[Raw records]
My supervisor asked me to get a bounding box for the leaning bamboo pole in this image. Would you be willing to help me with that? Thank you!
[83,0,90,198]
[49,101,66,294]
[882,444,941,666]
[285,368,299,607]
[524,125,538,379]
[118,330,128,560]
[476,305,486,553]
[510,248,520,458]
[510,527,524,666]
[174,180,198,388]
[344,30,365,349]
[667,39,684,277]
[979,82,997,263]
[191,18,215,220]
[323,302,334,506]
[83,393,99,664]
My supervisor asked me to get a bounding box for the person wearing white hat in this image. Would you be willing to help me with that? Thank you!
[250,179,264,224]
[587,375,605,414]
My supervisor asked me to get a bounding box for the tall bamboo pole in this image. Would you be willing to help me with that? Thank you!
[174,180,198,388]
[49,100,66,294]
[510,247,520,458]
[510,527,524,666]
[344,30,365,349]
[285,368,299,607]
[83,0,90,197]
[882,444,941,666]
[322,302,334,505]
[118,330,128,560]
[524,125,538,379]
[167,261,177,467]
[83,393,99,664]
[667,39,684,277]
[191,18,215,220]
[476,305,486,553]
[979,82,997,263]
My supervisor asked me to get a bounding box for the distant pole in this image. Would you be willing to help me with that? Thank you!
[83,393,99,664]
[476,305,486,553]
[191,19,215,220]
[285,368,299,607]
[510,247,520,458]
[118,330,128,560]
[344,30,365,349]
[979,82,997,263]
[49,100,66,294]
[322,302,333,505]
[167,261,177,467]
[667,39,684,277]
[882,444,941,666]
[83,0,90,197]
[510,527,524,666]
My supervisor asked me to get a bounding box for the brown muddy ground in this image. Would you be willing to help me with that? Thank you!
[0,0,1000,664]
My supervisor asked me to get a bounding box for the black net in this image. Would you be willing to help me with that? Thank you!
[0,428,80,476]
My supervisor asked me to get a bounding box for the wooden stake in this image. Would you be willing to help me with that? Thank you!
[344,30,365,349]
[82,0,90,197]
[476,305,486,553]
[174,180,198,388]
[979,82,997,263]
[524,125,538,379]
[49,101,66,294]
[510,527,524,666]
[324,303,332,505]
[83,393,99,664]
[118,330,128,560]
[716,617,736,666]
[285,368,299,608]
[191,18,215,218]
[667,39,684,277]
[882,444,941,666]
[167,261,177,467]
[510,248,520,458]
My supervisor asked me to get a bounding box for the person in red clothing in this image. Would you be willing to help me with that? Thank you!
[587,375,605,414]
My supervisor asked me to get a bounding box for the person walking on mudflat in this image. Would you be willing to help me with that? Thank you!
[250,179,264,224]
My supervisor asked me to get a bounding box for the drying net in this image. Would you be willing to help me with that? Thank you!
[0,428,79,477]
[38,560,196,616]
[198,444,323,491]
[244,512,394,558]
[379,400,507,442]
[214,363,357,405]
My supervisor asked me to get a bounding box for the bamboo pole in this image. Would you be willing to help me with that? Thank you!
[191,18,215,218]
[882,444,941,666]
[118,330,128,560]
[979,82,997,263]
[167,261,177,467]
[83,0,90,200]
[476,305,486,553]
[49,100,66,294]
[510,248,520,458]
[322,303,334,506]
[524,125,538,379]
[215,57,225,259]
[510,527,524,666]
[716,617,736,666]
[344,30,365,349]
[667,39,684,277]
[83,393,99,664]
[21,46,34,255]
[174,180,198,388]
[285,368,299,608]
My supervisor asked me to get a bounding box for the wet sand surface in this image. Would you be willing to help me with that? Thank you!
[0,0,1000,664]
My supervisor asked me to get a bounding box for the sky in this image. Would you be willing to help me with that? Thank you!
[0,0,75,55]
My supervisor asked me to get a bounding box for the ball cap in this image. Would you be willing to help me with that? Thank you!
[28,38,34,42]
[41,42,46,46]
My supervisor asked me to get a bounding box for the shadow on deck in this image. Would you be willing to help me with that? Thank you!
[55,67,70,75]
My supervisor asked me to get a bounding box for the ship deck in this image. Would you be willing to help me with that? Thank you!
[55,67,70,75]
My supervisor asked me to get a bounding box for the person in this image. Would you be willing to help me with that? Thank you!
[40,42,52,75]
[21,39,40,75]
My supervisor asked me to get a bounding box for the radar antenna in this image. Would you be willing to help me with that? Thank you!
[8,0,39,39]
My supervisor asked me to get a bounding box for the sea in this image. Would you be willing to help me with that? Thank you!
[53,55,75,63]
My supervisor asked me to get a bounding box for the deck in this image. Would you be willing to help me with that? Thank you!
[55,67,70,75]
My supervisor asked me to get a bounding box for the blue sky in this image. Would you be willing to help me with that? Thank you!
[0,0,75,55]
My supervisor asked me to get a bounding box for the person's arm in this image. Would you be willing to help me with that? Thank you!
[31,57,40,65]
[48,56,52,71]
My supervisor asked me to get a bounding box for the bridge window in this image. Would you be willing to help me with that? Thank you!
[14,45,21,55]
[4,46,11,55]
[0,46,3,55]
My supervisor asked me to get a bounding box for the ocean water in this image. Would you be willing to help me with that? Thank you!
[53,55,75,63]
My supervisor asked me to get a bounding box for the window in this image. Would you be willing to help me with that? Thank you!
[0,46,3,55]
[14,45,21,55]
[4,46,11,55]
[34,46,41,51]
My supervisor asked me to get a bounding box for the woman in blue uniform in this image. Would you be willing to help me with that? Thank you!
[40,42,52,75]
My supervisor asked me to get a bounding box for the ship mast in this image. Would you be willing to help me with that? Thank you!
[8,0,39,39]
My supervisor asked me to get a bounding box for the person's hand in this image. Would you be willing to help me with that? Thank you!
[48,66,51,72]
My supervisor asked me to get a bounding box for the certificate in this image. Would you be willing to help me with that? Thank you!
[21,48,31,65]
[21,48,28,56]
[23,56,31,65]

Direction: Pick out and copy each line of the material that contains the string "person", treating uppercase and lowercase letters as distinct.

Task result:
My supervisor asked me to get a bounding box for the person wearing white hat in this image. Would you be willing to help me with that? Thank you!
My supervisor asked me to get a bounding box for the person in red clothing in this image. Would you be willing to help me with that? Thank you!
My supervisor asked me to get a bounding box for the person walking on mudflat in this image. Would you be willing to help me with that? Thank you!
My supervisor asked me to get a bounding box for the person in this image. Would you be willing to help me with that? Thank you!
My supervisor asked me to get a bounding box for the person's arm in this image. Would you be willing to help me with that? Thank you!
My supervisor asked me to get a bounding box for the person's hand in this image. Would you be willing to help me with that? Thank you!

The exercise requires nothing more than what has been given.